__SOURCE TEXT__
[Start of Attachment]

# If you still need proof how acoustics, geometry and consciousness go hand in hand.



## nothingnew (Sep 23, 2020)

I stumbled upon this video by accident but this Templar seems to know what he is talking about. He even wrote multiple books on it in Italian which I do not understand.

https://www.bbc.com/reel/video/p08nysf4/the-templar-town-with-a-hidden-underground-twin-
Juicy info starts at the* 4:00 *minute mark. Seems like our research regarding architecture/antiquitech  is going in the right direction. Sacred geometry and the frequencies within it affect our mindset, consciousness and well being.

https://bartolifabrizio.blogspot.com/p/libri-pubblicati-pubblicazioni.html

Thank you all for restoring the forum or what is left of it. I just hope that this time we can keep discussions related to actual research and not 300 pages of coronavirus gibberish.


----------



## JWW427 (Sep 24, 2020)

This is related.
Eric Dollard said that cathedrals were really "Analog waveform generators" that used sound to affect consciousness. Cathedrals are built with sacred geometry in mind. Cymatic patterns of sound resemble the big rose windows.
This video is a good intro. He's an electrical physicist. A Tesla devotee.


_View: https://www.youtube.com/watch?v=KP1NFBeqRTI_


----------



## Broken Agate (Sep 24, 2020)

Nobody ever explains HOW the Knights Templar were supposed to have built all this stuff underground, they merely make the assertion and we are expected to believe it. It would be a challenge, and a huge, lengthy, expensive undertaking, to build an entire city beneath the ground, under an already existing city-- even today, when we have far more advanced machinery than they did back then.  How did they keep the chambers and corridors from collapsing? What did they do with the dirt that they excavated? What tools did they use? How long did it take? How many men? Were the workmen hired, indentured,  enslaved? Who were the architects and the artisans? How did they go about planning all of this? As usual, the narrative makes no sense.


----------



## Fanna (Sep 24, 2020)

Broken Agate said:


> Nobody ever explains HOW the Knights Templar were supposed to have built all this stuff underground, they merely make the assertion and we are expected to believe it. It would be a challenge, and a huge, lengthy, expensive undertaking, to build an entire city beneath the ground, under an already existing city-- even today, when we have far more advanced machinery than they did back then.  How did they keep the chambers and corridors from collapsing? What did they do with the dirt that they excavated? What tools did they use? How long did it take? How many men? Were the workmen hired, indentured,  enslaved? Who were the architects and the artisans? How did they go about planning all of this? As usual, the narrative makes no sense.


I also have many sources that attribute the tunnels to being only 'partly-artificial' ... hmm.  You thinkin what I'm thinkin?  We normally are.


----------



## SuperTrouper (Sep 24, 2020)

If I may recommend something, as it is quite related, as will become apparent in the video.


_View: https://youtu.be/nQ83XWLKz7c_



_View: https://open.spotify.com/artist/34kXRWvKOgEAJZ09LCccNB_


Peace to all. ?


----------



## Skydog (Sep 24, 2020)

Conspiracy-R-Us covered this a few years ago as well. Great video. Showing experiment where they can change frequency on a vibrating salt board they brought into a few churches and get pattern to match the rose window formation / pattern of each church they go to. If this is repetitive to the other videos above sorry as I haven’t watched them yet (I’m such a hypocrite for posting a video and expecting you to watch it when I haven’t watched yours first). But I plan to return the favor!

[End of Attachment]

__PROBLEM STATEMENT__
Rewrite the forum thread starting with "Peace to all." and going on through "return the favor!", putting "sand plate" wherever "salt board" appears. Rely only on the forum thread.

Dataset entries
[Start of Attachment]

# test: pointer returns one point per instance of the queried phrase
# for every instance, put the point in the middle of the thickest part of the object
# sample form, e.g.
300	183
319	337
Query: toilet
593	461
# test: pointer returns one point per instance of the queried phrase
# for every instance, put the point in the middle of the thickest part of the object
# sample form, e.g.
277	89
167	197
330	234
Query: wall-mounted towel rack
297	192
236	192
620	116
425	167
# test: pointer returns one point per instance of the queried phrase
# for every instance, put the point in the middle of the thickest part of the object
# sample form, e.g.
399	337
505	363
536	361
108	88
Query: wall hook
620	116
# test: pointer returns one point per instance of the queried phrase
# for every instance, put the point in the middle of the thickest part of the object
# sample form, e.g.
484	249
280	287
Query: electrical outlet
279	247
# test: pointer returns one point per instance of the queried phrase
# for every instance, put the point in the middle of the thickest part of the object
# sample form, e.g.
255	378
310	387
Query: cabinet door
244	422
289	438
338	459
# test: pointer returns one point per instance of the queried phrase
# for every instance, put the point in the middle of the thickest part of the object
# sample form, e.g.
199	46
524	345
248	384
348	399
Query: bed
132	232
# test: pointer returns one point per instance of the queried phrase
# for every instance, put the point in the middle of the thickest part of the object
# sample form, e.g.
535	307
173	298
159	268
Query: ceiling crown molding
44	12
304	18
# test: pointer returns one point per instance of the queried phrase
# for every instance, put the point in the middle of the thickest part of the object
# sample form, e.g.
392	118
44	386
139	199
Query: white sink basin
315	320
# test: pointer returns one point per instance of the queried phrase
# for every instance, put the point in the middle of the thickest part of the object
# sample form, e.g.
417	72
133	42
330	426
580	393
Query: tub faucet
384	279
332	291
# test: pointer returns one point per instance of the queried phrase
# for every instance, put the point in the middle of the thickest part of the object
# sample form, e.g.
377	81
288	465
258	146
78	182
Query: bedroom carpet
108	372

[End of Attachment]

__RESPONSE BOX__
Peace to all. ?


----------



## Skydog (Sep 24, 2020)

Conspiracy-R-Us covered this a few years ago as well. Great video. Showing experiment where they can change frequency on a vibrating sand plate they brought into a few churches and get pattern to match the rose window formation / pattern of each church they go to. If this is repetitive to the other videos above sorry as I haven’t watched them yet (I’m such a hypocrite for posting a video and expecting you to watch it when I haven’t watched yours first). But I plan to return the favor!